Proszę przepisać bez zmian fragment wpisów od ich początku do wiersza zawierającego „rough mask: <svg” włącznie, pomijając w odpowiedzi obrazy.

----------------------------------------

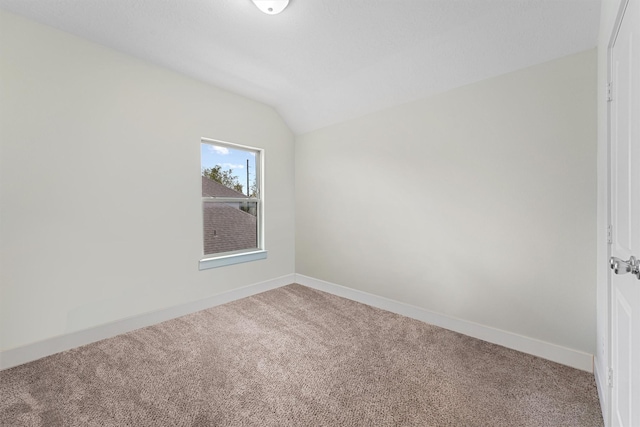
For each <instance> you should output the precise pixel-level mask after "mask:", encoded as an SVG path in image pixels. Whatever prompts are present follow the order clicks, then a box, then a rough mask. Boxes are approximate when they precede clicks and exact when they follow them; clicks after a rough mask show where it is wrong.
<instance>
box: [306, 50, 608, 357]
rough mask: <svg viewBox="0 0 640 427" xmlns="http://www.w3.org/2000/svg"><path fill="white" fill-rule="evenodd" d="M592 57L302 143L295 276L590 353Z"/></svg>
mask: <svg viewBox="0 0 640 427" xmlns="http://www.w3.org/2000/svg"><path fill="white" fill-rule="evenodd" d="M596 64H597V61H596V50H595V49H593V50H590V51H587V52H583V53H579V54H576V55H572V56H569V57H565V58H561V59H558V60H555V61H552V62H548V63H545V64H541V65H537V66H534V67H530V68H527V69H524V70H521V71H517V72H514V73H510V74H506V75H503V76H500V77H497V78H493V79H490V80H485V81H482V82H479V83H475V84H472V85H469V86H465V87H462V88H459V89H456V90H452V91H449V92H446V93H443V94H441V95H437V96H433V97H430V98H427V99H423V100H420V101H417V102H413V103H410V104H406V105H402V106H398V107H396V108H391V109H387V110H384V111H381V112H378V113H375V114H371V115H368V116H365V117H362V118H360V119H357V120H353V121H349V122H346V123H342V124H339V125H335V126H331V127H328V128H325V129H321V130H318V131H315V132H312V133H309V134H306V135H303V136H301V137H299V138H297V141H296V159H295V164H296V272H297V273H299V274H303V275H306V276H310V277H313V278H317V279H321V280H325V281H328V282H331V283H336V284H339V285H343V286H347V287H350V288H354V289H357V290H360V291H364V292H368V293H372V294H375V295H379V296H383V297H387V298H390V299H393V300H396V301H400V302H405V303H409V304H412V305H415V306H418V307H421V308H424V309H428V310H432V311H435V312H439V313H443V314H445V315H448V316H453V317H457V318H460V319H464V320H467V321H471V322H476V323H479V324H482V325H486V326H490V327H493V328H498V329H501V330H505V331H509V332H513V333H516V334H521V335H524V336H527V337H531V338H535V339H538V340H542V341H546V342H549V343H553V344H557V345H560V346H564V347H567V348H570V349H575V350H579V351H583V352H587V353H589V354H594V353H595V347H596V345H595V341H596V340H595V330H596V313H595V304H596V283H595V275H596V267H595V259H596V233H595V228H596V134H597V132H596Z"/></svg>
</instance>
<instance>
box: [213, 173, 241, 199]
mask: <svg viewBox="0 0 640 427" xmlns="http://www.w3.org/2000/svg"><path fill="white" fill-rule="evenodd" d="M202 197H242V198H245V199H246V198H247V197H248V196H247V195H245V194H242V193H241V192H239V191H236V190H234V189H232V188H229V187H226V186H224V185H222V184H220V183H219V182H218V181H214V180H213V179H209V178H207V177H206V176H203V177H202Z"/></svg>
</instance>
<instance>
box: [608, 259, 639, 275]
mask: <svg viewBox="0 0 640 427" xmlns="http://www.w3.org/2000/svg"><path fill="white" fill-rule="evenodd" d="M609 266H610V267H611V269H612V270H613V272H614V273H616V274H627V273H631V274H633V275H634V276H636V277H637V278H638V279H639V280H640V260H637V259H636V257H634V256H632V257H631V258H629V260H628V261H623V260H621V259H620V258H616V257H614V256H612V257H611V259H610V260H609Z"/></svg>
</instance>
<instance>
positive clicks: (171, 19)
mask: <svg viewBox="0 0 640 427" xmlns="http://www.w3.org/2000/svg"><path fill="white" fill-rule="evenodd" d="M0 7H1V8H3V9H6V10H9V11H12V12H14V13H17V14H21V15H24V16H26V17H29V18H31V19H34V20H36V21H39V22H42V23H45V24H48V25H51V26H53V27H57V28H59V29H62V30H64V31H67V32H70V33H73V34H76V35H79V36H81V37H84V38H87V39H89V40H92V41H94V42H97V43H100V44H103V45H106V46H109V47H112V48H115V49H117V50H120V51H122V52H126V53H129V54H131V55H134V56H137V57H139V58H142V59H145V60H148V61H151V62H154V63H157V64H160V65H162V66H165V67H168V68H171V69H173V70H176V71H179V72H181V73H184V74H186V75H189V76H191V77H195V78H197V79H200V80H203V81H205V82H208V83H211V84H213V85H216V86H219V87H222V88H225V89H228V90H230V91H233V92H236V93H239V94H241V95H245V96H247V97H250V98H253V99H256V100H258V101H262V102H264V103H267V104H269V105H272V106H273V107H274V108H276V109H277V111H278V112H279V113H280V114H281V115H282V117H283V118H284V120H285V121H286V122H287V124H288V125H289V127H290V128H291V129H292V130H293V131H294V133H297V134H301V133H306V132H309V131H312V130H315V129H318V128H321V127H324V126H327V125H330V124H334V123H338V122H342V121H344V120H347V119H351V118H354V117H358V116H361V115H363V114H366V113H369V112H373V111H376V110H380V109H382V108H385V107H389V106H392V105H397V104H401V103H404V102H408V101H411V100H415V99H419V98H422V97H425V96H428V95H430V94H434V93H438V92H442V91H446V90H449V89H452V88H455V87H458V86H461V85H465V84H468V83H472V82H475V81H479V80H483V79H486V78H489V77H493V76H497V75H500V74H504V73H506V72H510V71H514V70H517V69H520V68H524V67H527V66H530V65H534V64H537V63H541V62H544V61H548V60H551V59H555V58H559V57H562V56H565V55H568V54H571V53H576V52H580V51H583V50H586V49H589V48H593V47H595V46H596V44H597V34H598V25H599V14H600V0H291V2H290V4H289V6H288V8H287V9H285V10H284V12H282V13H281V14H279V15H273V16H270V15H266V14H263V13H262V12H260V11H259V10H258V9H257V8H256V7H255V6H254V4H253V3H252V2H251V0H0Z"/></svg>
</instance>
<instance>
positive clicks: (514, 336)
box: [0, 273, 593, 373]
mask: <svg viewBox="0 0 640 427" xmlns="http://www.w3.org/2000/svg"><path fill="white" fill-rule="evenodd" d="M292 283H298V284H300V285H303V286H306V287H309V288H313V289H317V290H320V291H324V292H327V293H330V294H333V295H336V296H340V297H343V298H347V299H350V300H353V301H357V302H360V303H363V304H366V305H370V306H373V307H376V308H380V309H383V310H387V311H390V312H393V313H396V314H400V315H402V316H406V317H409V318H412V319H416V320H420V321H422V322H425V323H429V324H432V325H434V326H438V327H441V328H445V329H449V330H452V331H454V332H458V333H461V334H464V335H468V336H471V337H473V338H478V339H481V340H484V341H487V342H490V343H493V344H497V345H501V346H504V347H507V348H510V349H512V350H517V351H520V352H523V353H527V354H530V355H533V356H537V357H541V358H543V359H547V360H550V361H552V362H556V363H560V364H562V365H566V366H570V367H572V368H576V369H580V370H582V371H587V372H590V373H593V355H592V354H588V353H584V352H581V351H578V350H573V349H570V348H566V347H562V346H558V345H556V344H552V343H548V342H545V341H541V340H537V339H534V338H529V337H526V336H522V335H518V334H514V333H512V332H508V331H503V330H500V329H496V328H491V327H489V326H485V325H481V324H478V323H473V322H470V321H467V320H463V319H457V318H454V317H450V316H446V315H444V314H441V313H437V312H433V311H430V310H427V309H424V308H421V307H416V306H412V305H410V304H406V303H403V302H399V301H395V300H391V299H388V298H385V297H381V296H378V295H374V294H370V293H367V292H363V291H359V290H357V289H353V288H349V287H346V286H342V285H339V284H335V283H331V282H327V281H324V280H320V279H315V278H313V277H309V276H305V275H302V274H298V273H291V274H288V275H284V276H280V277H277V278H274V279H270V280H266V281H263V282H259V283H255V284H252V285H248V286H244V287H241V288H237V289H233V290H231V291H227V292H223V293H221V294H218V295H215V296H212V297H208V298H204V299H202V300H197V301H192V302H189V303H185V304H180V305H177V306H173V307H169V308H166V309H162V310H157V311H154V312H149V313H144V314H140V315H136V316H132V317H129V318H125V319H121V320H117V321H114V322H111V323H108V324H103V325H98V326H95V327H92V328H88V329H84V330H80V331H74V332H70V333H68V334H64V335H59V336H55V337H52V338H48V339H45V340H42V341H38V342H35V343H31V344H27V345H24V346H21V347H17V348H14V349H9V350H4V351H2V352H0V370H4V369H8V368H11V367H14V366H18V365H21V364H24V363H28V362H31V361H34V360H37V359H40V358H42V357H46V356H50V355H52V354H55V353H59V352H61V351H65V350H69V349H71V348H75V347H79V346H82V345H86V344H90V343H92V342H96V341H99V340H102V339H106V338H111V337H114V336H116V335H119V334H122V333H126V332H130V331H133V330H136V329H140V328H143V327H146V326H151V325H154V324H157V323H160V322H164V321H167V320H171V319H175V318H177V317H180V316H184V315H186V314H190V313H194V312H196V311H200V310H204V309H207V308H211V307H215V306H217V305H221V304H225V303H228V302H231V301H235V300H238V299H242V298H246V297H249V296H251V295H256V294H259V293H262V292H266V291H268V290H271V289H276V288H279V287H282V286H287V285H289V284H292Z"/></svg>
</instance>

----------------------------------------

→ **Odpowiedź**:
For each <instance> you should output the precise pixel-level mask after "mask:", encoded as an SVG path in image pixels. Whatever prompts are present follow the order clicks, then a box, then a rough mask. Boxes are approximate when they precede clicks and exact when they follow them; clicks after a rough mask show where it is wrong.
<instance>
box: [306, 50, 608, 357]
rough mask: <svg viewBox="0 0 640 427" xmlns="http://www.w3.org/2000/svg"><path fill="white" fill-rule="evenodd" d="M592 57L302 143L295 276L590 353Z"/></svg>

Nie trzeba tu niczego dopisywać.